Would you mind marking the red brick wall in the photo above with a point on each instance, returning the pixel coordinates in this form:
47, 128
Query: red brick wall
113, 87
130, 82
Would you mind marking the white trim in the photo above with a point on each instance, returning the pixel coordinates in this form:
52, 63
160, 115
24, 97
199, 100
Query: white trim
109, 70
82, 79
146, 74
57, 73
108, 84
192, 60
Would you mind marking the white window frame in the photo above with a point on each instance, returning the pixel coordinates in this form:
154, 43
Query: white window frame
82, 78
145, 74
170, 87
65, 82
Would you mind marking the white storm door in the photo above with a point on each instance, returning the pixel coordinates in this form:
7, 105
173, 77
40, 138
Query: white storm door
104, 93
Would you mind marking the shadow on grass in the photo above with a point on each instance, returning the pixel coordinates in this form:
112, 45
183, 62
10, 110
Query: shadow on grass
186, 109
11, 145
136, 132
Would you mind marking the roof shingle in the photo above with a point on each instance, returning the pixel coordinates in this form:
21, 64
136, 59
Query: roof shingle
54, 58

→ EXERCISE AIM
Copy every row above verbatim, without changing anything.

→ FULL SOLUTION
Would you mind marking the red brick wall in the photo above with a point on each instance, returning the pixel coordinates in this form:
47, 128
Query: red brick wall
113, 87
130, 82
Would you mind marking the white trim in the photo above with a point on each instance, returning the pixel coordinates in this form:
52, 63
160, 115
24, 97
199, 100
Query: white trim
109, 70
82, 79
146, 74
57, 73
108, 84
192, 60
Would you mind marking the white window frame in the photo above with a point on each instance, returning the pixel coordinates in this form:
154, 43
Query: white window frame
82, 78
145, 74
170, 87
65, 82
Would you mind marking the white storm door in the photo above with a point on each instance, returning the pixel coordinates in this form:
7, 105
173, 77
40, 138
Query: white storm door
104, 93
Would you mind marking the shadow on grass in the photo above with a point on each instance, returning the pixel coordinates in this form:
112, 45
183, 62
10, 110
Query: shadow on grass
186, 109
11, 145
136, 132
Would you mind marking the roof shingle in the photo above with a point on each instance, returning the pixel coordinates in this form:
21, 64
136, 59
Query: roof shingle
54, 58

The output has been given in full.